**** EXCERPTED TEXT

The Museum of London's Archaeological and Archive Research Centre
The LAARC, the Museum of London’s Archaeological and Research Centre. The storage covers the whole of the yellow brick building.

LAARC is impressive. It’s a huge building as seen in the photo, but it makes a great effort not only to be a huge storage space, but also a research centre where volunteers can help process the finds, and where visitors can explore the finds – providing they give a month’s notice. It is rather like the Petrie Egyptian Museum with rows and rows of cases with every type of Roman and Medieval pottery you might find in London, so you can take along that pot you have just dug up in your back garden and find out just what it is.

The conference was organised jointly by the Society for Post-Medieval Archaeology and the Medieval Pottery Research Group – I was pleased to see that it was attended by Duncan Brown, the Historic England Head of Archaeological Archives.

********
**** EXCERPTED RECORDS

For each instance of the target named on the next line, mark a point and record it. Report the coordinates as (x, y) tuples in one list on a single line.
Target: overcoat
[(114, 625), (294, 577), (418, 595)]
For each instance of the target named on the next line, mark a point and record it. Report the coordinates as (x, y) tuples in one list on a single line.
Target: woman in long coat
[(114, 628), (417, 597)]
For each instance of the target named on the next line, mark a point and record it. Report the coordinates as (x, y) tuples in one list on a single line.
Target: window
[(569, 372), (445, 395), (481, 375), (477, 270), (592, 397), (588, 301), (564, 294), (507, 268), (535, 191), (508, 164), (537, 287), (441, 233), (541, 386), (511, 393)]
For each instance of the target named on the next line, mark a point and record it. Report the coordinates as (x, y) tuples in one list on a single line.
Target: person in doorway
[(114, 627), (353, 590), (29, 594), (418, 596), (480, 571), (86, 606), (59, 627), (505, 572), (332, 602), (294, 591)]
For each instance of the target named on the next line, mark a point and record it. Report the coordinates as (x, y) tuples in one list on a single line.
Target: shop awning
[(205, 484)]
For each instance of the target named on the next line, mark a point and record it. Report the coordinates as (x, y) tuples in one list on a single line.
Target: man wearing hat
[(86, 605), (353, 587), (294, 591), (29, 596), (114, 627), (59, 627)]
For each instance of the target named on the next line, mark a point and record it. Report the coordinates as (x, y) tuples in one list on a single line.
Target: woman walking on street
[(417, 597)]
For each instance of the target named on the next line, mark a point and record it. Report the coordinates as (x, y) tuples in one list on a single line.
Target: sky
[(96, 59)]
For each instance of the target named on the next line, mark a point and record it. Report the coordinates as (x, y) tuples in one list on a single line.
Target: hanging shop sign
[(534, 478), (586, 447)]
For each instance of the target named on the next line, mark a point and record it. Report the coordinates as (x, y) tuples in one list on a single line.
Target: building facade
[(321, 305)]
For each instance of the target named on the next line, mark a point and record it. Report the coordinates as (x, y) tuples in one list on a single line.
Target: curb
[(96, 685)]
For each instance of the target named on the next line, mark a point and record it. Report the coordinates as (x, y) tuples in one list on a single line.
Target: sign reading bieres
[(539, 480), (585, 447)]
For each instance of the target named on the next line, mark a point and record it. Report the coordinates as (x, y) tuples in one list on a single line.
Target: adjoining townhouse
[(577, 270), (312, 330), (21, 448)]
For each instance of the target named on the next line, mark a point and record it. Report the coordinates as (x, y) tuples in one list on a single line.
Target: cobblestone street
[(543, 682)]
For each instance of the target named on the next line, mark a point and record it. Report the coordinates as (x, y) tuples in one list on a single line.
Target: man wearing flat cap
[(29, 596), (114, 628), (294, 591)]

********

WORK TO COMPLETE →
1. Extract the passage from the LAARC text from "LAARC is impressive." up to and including "of Archaeological Archives.".
2. According to the LAARC text, which two organizations jointly organized the conference?
3. Write what comes next in the LAARC text, beginning after its final sentence.

RESPONSES FOR EACH TASK →
1.
LAARC is impressive. It’s a huge building as seen in the photo, but it makes a great effort not only to be a huge storage space, but also a research centre where volunteers can help process the finds, and where visitors can explore the finds – providing they give a month’s notice. It is rather like the Petrie Egyptian Museum with rows and rows of cases with every type of Roman and Medieval pottery you might find in London, so you can take along that pot you have just dug up in your back garden and find out just what it is.

The conference was organised jointly by the Society for Post-Medieval Archaeology and the Medieval Pottery Research Group – I was pleased to see that it was attended by Duncan Brown, the Historic England Head of Archaeological Archives.

2. The Society for Post-Medieval Archaeology and the Medieval Pottery Research Group.

3.
Glass collection Museum of London
Researching glass in the LAARC glass collection

The conference had the alluring title of “One Thousand Years of Ceramic Innovation”, but it turned out to be a little incoherent. Some of the speakers were a little weak and as a result it was not the systematic run through the latest ideas about ceramic innovation that I had hoped for. But it was a most enjoyable event and I met a lot of old friends, and succeeded in brushing up on my knowledge of post-medieval pottery. And it was good to see the LAARC.

PS.   I have just looked up the website about Museum of London’s proposed new site in Smithfield market. Where is the history of Smithfield Market – it’s just a group of derelict buildings – and I see that the different sections of the Museum are to be Deep Time, Temporary Time, Imagined Time, Real Time, Past Time, and Our Time. Oh dear!  All these abstract nouns – and what about the Romans?